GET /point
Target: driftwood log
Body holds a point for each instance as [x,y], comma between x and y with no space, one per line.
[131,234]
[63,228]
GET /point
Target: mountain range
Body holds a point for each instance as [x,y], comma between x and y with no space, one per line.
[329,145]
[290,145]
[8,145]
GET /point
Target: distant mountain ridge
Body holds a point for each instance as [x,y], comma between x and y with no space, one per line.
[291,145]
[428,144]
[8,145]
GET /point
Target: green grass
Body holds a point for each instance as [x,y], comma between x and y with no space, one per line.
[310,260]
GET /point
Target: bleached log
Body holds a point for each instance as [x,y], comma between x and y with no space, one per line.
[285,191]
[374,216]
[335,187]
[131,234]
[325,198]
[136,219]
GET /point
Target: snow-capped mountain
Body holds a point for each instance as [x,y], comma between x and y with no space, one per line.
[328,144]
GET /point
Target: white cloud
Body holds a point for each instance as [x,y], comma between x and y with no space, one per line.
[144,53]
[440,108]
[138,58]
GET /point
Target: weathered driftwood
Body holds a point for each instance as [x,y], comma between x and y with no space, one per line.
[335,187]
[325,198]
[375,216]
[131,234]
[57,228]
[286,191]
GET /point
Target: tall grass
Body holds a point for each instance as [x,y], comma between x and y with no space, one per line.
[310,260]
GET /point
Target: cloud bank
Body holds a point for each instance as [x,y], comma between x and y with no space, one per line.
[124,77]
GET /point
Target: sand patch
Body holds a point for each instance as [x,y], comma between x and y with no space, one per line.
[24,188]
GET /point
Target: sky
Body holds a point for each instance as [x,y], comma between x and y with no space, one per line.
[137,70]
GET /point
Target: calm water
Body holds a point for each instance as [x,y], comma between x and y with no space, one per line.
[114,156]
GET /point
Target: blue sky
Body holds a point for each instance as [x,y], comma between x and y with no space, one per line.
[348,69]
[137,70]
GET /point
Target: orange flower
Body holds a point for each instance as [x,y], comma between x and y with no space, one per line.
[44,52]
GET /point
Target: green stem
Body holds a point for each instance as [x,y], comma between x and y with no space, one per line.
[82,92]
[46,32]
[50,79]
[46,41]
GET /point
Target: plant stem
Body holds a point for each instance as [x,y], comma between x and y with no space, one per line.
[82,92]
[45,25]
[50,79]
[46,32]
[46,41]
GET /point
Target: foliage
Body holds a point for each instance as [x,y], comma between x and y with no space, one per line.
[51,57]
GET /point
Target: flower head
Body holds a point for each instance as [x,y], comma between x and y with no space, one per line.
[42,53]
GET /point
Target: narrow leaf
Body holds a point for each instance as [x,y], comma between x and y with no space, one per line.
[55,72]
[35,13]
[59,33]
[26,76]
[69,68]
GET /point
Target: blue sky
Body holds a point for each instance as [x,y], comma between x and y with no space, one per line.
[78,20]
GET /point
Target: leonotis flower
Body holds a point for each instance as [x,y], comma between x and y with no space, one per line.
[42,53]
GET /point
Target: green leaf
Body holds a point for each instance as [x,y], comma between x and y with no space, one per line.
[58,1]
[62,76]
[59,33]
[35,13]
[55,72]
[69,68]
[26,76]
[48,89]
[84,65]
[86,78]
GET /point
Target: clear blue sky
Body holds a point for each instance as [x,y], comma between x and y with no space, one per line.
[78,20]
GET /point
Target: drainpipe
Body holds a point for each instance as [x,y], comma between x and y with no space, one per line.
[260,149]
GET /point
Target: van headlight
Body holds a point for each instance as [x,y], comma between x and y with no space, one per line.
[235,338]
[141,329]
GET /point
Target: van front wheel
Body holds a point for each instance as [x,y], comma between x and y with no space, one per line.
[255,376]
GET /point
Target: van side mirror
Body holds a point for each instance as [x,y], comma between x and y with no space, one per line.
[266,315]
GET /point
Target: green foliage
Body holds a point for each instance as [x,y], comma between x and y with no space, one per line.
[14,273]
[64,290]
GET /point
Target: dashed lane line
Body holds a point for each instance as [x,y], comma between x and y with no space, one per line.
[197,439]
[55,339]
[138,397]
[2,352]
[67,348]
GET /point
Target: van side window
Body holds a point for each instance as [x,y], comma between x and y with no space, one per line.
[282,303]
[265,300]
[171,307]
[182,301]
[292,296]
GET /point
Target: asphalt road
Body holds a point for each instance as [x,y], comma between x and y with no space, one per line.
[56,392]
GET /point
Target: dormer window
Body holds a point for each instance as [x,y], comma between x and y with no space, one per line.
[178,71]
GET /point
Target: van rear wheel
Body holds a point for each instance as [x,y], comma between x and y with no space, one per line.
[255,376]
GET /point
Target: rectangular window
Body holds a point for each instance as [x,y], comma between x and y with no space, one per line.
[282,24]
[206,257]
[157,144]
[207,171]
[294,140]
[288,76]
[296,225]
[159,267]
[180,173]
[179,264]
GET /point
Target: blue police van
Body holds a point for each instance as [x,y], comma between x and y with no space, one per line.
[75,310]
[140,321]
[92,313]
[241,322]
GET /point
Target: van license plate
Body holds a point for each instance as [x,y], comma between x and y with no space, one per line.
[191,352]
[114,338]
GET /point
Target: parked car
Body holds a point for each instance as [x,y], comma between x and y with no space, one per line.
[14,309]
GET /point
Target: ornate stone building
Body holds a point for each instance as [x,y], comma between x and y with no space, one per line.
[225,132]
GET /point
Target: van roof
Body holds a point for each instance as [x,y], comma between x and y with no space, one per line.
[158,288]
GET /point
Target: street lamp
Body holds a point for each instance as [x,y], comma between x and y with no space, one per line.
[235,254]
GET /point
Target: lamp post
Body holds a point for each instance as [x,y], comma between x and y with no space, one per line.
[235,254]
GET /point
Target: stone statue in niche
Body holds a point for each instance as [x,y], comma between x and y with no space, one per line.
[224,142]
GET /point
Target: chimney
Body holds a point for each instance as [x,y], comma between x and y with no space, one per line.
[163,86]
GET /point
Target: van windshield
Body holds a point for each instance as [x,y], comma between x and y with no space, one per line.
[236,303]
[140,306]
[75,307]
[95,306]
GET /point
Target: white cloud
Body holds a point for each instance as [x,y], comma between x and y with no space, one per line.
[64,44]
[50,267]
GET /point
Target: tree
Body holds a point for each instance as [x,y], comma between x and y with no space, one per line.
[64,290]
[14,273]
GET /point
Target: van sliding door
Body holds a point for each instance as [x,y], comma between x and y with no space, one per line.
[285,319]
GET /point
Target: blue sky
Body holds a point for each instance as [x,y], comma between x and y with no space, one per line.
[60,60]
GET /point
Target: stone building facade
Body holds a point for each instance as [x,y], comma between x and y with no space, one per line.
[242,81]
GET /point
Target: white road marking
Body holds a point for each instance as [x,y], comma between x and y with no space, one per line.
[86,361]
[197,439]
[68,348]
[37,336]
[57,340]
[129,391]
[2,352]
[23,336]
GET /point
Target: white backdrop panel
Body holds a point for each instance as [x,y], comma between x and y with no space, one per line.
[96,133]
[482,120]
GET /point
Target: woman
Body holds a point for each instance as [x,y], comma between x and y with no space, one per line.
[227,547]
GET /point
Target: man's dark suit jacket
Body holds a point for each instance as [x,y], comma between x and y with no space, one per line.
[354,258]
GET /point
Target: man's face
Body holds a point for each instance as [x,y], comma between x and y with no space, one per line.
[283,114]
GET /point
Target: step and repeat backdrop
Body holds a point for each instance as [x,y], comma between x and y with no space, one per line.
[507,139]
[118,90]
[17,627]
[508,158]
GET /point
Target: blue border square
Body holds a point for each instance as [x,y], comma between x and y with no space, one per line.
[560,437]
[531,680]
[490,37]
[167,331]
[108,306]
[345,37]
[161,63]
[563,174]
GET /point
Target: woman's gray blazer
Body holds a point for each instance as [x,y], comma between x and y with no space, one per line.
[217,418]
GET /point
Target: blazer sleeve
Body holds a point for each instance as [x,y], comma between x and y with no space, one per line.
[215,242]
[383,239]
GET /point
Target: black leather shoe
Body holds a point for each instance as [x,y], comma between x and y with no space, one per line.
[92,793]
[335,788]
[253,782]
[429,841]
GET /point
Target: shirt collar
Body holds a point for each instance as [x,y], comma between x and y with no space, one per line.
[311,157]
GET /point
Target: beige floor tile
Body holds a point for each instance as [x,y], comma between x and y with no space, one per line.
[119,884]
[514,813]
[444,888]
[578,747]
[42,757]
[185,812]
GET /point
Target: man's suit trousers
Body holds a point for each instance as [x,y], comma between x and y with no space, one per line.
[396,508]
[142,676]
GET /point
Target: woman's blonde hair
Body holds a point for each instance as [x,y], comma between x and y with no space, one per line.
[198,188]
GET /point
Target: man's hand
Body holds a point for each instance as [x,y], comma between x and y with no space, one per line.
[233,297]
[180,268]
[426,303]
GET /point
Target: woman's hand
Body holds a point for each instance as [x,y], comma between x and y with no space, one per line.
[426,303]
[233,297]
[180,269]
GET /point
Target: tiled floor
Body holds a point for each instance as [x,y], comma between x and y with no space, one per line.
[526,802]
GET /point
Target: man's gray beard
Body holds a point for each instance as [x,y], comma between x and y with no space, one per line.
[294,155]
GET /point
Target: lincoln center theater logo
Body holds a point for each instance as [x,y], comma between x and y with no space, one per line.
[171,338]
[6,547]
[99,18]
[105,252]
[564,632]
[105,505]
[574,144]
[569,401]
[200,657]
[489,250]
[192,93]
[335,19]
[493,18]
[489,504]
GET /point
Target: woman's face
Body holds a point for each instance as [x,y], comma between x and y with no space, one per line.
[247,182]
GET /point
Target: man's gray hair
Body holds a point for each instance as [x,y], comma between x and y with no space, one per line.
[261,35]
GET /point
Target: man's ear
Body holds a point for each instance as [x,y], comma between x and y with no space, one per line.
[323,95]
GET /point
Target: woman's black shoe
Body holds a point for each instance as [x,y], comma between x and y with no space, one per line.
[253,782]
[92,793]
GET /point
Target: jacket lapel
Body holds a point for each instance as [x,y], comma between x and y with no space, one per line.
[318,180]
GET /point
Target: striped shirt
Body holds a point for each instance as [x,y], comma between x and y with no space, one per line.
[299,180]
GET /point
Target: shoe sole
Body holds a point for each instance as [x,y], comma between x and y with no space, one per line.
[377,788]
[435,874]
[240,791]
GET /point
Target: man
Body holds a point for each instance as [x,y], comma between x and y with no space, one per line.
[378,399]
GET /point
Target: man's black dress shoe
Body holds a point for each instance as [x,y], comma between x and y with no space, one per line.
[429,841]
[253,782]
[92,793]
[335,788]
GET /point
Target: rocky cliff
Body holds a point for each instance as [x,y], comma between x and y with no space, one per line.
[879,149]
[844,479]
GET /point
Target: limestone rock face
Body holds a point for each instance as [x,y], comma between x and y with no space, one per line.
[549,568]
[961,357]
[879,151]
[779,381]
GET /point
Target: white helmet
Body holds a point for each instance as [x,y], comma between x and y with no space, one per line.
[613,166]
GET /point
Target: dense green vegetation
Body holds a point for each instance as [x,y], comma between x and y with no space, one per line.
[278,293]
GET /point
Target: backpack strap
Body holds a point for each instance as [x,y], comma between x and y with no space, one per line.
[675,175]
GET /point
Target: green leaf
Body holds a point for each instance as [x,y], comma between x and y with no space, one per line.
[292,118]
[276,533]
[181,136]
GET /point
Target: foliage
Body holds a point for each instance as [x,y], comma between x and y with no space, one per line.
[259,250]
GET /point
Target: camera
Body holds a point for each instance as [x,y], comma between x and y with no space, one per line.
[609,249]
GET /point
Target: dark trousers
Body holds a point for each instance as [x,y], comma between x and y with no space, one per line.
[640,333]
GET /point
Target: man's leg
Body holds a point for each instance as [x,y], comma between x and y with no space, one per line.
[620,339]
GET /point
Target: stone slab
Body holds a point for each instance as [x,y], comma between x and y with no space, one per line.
++++++
• **Stated task**: Count the lines above that contain the word "hair" and give only that number.

• **In response**: 2